PROBLEM
Render the records from the line containing "Could you point out the distant lake" through the final line, both included, as a JSON list of strings, one string per line, with blank lines left out.

STORED RECORDS

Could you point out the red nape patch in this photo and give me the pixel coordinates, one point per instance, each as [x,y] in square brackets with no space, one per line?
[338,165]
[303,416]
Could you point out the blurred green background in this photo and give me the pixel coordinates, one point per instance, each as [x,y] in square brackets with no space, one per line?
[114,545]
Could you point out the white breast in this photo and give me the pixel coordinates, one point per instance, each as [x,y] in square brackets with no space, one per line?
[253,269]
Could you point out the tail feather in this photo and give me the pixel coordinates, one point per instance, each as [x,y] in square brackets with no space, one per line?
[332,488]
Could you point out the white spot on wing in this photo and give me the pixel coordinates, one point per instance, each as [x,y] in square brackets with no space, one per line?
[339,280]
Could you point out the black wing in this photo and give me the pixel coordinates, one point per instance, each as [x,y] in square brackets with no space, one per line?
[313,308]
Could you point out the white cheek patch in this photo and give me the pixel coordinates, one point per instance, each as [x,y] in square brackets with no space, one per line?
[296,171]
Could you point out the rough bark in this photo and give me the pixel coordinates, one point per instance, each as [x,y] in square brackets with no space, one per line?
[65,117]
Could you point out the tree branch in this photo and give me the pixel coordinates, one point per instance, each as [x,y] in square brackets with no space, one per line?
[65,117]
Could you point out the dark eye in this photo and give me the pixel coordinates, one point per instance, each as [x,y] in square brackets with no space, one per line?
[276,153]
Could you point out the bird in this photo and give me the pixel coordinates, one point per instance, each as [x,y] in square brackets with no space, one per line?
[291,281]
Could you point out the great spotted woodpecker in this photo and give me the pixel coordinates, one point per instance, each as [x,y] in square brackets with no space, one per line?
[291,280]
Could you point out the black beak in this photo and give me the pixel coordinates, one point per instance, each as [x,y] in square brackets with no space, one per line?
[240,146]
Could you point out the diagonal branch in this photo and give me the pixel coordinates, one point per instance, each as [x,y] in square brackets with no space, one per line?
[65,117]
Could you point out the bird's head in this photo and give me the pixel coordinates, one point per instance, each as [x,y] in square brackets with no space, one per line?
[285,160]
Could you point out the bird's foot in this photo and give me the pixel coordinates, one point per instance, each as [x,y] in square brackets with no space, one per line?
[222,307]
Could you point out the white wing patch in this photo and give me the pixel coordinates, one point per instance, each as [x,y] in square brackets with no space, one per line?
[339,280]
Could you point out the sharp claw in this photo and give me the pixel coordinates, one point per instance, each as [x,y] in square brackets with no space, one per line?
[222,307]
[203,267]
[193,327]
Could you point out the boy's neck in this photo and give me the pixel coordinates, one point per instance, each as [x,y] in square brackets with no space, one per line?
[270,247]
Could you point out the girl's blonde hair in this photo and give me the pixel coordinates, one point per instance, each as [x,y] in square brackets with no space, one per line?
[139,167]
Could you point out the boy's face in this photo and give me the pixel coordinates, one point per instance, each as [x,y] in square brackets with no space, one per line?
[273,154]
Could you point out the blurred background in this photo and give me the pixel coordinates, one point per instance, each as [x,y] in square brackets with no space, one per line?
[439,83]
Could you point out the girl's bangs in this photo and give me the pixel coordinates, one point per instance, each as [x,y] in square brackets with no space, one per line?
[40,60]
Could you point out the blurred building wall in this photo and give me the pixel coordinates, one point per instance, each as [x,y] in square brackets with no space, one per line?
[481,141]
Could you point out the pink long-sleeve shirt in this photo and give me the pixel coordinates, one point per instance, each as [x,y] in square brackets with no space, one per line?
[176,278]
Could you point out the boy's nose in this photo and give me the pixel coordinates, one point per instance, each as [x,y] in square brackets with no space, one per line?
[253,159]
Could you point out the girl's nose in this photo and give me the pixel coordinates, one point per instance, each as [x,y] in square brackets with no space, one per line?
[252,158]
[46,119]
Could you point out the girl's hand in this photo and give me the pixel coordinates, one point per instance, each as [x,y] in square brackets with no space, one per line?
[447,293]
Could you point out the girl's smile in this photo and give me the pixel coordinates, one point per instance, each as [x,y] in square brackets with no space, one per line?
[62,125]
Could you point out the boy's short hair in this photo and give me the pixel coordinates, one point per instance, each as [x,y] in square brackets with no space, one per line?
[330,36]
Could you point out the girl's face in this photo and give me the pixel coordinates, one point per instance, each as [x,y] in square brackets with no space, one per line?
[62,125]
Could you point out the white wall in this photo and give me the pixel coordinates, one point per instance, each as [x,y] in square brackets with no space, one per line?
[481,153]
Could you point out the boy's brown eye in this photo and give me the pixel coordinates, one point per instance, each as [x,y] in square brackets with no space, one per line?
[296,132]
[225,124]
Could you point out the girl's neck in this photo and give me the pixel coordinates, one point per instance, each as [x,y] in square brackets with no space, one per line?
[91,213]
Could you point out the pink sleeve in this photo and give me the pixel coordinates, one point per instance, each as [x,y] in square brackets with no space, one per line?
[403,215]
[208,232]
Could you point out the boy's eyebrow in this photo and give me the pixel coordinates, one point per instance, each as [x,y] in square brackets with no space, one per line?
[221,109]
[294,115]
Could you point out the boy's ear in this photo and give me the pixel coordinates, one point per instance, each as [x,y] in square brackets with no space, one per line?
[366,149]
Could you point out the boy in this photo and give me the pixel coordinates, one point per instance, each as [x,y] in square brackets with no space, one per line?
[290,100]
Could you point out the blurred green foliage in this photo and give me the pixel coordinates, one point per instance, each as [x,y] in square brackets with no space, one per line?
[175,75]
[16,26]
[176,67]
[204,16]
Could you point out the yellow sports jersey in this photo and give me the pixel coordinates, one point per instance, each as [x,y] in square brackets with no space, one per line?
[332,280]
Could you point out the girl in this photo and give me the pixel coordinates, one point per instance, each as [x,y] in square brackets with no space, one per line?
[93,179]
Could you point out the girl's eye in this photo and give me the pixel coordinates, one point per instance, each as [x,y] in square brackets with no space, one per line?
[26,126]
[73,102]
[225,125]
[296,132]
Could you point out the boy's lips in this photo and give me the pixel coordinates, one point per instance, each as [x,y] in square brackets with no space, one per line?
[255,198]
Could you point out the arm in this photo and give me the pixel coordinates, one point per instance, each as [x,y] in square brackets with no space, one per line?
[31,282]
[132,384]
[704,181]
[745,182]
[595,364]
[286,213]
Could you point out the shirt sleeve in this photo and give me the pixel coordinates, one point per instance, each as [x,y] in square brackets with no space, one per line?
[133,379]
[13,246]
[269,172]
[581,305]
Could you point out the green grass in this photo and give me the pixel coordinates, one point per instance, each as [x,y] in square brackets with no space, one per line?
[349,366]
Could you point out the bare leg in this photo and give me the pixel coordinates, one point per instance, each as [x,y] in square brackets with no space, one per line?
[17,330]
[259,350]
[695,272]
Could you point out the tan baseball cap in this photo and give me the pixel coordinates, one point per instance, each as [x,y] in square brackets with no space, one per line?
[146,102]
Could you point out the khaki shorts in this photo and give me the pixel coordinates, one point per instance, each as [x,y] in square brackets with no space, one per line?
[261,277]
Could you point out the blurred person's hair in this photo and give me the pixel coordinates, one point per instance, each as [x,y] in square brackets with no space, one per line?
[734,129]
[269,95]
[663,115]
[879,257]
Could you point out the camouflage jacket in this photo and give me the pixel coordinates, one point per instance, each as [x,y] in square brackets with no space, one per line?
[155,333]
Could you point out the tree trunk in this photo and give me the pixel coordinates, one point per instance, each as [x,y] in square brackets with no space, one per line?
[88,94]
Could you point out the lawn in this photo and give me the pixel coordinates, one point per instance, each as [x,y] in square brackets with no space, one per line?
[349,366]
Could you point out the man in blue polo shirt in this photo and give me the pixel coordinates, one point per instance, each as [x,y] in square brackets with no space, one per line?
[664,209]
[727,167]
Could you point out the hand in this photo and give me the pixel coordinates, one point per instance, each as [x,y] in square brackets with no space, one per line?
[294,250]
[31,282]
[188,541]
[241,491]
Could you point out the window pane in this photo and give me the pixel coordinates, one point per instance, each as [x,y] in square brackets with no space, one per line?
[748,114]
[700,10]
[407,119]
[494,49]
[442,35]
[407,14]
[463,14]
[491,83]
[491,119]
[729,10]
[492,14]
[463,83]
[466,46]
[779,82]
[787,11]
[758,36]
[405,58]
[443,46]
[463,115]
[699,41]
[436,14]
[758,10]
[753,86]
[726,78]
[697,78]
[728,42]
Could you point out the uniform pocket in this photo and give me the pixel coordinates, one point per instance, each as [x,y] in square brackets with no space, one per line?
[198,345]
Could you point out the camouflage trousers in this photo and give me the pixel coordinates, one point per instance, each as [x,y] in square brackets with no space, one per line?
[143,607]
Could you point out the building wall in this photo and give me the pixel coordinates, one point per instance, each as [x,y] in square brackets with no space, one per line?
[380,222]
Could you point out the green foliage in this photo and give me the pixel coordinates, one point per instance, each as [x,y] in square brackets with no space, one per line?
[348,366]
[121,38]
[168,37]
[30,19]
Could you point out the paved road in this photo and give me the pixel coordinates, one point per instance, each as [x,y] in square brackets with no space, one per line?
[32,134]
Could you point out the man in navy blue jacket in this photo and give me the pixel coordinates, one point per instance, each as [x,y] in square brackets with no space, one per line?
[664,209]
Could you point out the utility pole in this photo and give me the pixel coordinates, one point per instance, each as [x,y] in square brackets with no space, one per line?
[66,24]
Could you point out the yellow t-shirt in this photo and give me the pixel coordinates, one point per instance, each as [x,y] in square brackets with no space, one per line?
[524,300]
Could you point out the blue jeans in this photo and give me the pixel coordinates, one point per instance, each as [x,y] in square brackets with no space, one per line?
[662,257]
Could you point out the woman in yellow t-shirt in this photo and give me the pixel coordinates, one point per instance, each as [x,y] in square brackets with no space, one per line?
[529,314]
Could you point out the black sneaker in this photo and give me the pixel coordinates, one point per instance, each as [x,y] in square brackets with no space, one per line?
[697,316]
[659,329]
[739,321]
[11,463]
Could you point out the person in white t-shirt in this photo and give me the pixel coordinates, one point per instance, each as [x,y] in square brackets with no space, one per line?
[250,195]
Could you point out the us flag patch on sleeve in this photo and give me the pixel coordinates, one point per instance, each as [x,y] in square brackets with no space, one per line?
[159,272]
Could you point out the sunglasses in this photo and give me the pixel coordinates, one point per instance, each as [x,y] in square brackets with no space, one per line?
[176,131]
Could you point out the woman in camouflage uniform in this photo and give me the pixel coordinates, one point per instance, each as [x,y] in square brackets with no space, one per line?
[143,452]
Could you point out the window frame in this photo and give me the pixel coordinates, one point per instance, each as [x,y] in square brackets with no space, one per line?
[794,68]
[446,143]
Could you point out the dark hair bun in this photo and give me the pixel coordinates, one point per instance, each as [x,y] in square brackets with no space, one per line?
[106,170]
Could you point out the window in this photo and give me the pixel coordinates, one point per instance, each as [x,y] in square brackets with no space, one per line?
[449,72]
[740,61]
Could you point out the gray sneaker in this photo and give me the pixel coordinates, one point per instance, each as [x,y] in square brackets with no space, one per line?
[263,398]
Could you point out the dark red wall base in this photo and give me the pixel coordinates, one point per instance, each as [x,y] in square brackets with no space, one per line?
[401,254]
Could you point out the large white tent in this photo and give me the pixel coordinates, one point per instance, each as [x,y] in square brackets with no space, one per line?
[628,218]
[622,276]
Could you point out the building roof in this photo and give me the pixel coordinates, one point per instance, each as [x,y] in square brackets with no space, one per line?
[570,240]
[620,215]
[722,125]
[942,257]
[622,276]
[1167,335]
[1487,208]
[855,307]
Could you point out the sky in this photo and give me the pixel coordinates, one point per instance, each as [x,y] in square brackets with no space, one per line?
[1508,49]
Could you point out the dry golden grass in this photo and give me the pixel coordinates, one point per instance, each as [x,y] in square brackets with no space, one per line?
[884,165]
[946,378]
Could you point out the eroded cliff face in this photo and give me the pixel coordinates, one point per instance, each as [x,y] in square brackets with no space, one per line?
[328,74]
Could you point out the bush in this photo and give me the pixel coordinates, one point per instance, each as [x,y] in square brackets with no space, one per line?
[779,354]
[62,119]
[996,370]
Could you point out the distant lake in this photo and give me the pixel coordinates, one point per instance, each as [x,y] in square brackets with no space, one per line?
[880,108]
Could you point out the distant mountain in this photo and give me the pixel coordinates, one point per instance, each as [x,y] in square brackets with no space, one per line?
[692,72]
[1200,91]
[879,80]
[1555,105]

WRITTEN RESPONSE
[
  "Could you point out the distant lake in this photo and give me the pixel coordinates, one point per instance, each as [x,y] in square brackets with no space, one per line?",
  "[880,108]",
  "Could you point out the distant mountain in this photo and give me the pixel coordinates, one point per instance, each as [x,y] in square brackets with no space, one per line?",
  "[692,72]",
  "[1200,91]",
  "[879,80]",
  "[1555,105]"
]